> _RECORDS FOR PROCESSING_
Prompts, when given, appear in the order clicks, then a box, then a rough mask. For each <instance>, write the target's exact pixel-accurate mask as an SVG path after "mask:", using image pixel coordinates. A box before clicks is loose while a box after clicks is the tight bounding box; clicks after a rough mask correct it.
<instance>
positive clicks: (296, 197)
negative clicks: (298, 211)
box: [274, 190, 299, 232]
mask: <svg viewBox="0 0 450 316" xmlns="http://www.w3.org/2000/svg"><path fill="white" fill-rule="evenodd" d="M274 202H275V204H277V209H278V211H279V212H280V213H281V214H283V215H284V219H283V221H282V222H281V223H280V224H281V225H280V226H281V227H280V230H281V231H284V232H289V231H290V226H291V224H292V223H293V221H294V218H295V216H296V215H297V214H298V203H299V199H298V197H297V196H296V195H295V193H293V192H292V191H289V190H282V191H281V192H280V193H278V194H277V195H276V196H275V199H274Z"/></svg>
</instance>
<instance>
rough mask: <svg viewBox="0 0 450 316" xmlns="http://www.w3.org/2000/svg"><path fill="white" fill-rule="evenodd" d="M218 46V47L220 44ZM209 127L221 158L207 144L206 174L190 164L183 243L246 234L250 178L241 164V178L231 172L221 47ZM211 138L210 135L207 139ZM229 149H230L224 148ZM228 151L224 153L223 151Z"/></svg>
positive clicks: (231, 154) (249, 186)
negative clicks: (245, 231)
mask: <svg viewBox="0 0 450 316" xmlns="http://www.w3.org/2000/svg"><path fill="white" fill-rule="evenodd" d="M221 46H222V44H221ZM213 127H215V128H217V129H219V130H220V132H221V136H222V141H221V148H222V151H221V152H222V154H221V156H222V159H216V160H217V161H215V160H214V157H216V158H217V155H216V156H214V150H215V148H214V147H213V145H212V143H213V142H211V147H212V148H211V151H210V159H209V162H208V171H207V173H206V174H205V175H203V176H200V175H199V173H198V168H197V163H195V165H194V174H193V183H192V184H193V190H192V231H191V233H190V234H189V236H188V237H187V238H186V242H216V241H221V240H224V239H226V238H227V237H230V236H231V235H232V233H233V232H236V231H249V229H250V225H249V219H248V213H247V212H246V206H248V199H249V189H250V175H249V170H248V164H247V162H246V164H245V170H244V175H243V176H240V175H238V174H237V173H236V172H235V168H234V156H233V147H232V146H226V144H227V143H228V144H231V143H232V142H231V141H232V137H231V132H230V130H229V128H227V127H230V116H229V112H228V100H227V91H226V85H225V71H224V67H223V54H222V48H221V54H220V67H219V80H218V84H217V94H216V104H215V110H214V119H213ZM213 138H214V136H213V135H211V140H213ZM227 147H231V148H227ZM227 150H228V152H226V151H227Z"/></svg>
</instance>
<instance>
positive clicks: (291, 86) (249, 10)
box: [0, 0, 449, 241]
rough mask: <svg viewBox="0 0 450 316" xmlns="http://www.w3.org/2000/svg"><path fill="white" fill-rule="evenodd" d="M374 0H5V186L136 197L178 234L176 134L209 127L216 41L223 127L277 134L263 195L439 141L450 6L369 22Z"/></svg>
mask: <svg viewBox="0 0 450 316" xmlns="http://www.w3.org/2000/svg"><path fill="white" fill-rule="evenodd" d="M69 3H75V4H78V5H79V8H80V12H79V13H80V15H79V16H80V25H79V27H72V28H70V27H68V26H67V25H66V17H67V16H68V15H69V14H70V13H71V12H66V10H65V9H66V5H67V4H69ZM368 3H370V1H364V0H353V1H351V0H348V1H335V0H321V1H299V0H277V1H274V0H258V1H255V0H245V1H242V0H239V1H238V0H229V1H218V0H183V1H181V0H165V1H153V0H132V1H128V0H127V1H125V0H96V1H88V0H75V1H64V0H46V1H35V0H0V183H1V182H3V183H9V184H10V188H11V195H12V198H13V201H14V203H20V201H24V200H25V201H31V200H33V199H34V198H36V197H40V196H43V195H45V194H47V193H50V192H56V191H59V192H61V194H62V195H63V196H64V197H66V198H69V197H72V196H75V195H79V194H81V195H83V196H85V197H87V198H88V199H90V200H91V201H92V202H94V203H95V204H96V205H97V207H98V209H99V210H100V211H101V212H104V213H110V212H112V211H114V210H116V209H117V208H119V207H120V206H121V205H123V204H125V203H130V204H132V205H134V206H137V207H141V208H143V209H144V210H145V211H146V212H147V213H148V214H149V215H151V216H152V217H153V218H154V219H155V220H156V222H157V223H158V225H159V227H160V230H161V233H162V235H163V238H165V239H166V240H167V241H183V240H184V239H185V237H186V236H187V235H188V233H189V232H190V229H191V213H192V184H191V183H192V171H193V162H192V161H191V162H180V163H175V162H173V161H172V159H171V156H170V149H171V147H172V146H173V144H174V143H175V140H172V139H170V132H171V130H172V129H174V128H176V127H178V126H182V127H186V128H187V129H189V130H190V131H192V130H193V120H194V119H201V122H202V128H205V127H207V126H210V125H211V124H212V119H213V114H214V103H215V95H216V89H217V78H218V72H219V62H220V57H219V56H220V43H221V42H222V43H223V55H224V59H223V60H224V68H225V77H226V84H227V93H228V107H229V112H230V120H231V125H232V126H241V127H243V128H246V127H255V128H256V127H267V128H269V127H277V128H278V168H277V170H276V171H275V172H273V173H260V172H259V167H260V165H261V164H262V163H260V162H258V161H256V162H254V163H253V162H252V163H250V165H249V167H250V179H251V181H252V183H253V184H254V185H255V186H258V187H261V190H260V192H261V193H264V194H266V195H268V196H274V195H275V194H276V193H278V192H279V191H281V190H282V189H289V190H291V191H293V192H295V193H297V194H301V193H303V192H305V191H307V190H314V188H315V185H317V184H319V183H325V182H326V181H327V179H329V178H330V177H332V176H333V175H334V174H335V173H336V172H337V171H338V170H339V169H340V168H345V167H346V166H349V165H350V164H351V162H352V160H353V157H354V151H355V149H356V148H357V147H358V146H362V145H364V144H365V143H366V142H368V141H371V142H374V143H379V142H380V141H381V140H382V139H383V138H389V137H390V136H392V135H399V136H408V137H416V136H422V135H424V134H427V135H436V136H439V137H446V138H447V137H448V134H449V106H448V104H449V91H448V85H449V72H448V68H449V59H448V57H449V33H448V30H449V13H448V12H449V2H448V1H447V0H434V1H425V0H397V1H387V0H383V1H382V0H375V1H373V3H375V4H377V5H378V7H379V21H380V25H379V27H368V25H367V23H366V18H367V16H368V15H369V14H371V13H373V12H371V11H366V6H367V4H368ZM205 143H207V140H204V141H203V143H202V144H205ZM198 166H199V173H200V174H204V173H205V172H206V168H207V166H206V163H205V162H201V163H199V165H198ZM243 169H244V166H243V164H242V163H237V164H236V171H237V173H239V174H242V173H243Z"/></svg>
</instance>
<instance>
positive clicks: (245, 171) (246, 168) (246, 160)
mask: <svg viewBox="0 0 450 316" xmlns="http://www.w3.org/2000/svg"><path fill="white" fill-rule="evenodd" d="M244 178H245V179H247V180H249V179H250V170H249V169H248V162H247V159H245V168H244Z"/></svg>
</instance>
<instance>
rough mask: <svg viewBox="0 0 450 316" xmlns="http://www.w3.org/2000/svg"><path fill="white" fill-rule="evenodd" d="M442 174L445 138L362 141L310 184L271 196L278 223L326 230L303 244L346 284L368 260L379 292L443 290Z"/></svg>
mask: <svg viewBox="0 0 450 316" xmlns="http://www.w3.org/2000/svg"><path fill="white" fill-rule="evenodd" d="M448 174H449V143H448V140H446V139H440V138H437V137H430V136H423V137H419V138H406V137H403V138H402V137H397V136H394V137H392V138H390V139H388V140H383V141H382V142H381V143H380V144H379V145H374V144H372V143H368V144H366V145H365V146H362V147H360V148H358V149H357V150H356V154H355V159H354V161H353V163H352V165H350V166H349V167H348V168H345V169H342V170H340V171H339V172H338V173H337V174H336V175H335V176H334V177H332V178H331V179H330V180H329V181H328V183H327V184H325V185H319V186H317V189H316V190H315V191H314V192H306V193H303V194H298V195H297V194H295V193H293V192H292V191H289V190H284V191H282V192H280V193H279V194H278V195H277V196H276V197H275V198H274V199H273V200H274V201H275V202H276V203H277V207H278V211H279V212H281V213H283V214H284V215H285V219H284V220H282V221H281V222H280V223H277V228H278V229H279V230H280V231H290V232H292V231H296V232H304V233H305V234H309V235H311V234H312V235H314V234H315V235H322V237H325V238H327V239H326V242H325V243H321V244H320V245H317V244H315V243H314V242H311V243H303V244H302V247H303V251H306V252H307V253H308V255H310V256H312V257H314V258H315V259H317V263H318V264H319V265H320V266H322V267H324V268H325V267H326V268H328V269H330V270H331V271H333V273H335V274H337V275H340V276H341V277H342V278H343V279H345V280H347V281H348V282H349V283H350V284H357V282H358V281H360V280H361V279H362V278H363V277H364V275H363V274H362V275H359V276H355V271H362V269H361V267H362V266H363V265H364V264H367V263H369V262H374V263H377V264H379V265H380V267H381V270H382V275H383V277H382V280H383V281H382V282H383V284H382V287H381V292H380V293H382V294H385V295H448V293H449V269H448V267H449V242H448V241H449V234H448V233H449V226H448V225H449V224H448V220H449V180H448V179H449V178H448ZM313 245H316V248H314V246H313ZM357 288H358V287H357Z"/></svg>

> _PROBLEM_
Each line from the top of the entries above through the line containing "46V47L220 44ZM209 127L221" must be transcribed exactly, and no other line may appear.

> _FINISHED EXERCISE_
Prompts, when given, appear in the order clicks, then a box, then a rough mask. For each <instance>, write the target's exact pixel-accurate mask as an SVG path after "mask:", using image pixel coordinates. A box before clicks is loose while a box after clicks is the tight bounding box; clicks after a rough mask correct it.
<instance>
positive clicks: (296, 197)
negative clicks: (298, 211)
box: [274, 190, 299, 232]
mask: <svg viewBox="0 0 450 316" xmlns="http://www.w3.org/2000/svg"><path fill="white" fill-rule="evenodd" d="M274 202H275V204H277V209H278V211H279V212H280V213H281V214H283V215H284V219H283V221H282V222H281V223H280V224H281V225H280V226H281V227H280V230H281V231H284V232H289V231H290V226H291V224H292V223H293V221H294V218H295V216H296V215H297V214H298V203H299V199H298V197H297V196H296V195H295V193H293V192H292V191H289V190H282V191H281V192H280V193H278V194H277V195H276V196H275V199H274Z"/></svg>
</instance>
<instance>
rough mask: <svg viewBox="0 0 450 316" xmlns="http://www.w3.org/2000/svg"><path fill="white" fill-rule="evenodd" d="M218 46V47L220 44ZM209 127L221 158L207 144L206 174L190 164L183 243L246 234L250 178L241 164V178L231 172L221 47ZM211 138L210 135L207 139ZM229 149H230L224 148ZM228 151L224 153L223 151Z"/></svg>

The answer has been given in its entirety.